──────── ESTRATTO

Una necessità che è oggi sostenuta da un Protocollo di intesa che Federcasa, associazione degli enti di edilizia residenziale pubblica, ha firmato con i sindacati inquilini: Unione Inquilini, Sunia, Sicet e Uniat.
Il documento parte da una premessa: la necessità del rilancio di politiche abitative pubbliche. In questo modo Federcasa e Sindacati inquilini attraverso la condivisione di un percorso comune per la difesa e l’ampliamento del patrimonio dell’edilizia residenziale pubblica, sostanziano la necessità di un rilancio delle politiche inerenti il comparto abitativo.
Si tratta di un Protocollo che il Parlamento, le Regioni e i Comuni farebbero bene a leggere e tenere nella dovuta considerazione, perché parte dal quotidiano contatto che sindacati inquilini e gli enti gestori di edilizia residenziale pubblica hanno con la precarietà abitativa. Esistono oggi vecchi e nuovi bisogni e se l’Anci afferma che la questione abitativa è una priorità allora priorità deve sostanziarsi in atti, programmi e finanziamenti adeguati.

────────────────
──────── DATI DA ESAMINARE

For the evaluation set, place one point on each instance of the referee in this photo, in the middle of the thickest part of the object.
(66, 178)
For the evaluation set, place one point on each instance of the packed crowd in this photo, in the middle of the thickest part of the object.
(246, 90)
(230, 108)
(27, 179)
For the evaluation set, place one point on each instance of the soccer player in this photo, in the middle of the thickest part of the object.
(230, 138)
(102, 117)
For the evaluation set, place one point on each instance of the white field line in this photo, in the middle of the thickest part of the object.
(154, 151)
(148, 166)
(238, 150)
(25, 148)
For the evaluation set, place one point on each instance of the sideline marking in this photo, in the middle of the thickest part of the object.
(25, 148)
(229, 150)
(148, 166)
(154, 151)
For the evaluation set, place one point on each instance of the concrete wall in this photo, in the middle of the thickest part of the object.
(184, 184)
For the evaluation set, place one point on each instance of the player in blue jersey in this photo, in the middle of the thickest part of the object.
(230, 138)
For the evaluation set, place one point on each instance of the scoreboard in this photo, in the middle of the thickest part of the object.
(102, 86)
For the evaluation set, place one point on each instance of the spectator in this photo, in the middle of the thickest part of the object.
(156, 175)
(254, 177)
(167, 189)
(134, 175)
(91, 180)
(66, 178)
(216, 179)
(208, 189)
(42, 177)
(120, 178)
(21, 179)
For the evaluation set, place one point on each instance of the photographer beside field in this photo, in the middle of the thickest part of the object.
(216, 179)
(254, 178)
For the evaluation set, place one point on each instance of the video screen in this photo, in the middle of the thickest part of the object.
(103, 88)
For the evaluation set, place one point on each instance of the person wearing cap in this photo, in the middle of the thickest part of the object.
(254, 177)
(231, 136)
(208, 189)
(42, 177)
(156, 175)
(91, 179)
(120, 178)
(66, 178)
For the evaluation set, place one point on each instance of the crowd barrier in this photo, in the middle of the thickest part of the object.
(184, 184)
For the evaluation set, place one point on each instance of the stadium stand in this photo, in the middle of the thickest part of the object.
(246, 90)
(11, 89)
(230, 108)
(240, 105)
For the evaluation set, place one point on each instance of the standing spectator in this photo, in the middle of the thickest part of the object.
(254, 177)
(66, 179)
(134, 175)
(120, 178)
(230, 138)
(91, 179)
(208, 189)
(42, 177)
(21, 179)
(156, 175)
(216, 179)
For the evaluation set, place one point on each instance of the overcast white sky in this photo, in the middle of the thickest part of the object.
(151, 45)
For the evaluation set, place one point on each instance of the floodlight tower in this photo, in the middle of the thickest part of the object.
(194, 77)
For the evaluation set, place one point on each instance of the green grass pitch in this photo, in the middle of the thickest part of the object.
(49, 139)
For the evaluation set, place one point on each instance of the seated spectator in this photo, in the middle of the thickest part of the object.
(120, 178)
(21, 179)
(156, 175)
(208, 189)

────────────────

CONSEGNE:
**1.** Secondo l'estratto sul Protocollo di Federcasa, con quali sindacati inquilini è stato firmato l'accordo?
**2.** Prosegui l'estratto sul Protocollo di Federcasa a partire dalla sua ultima frase.

RISULTATI DELL'ESERCIZIO:
**1.** Unione Inquilini, Sunia, Sicet e Uniat.

**2.**
Gli enti gestori di edilizia residenziale pubblica in Italia gestiscono 800mila case popolari a cui se ne devono aggiungere circa 200mila dei comuni. Eppure questo circa milione di alloggi è assolutamente insufficiente per affrontare una questione che coinvolge almeno oltre un milione di famiglie povere in affitto o le decine di migliaia di famiglie che ogni anno subiscono una sentenza di sfratto. Tenuto conto che il Governo intende affrontare solo in termini di ordine pubblico, per esempio, la questione sfratti, come se già non bastassero gli oltre 20.000 sfratti eseguiti con la forza pubblica ogni anno.
Il Protocollo di intesa tra enti gestori Erp e i maggiori sindacati inquilini rappresenta un punto di riferimento programmatico per affrontare efficacemente la vasta precarietà abitativa segnata in particolare da un caro affitti insostenibile e una larga insufficienza di case popolari e alloggi sociali.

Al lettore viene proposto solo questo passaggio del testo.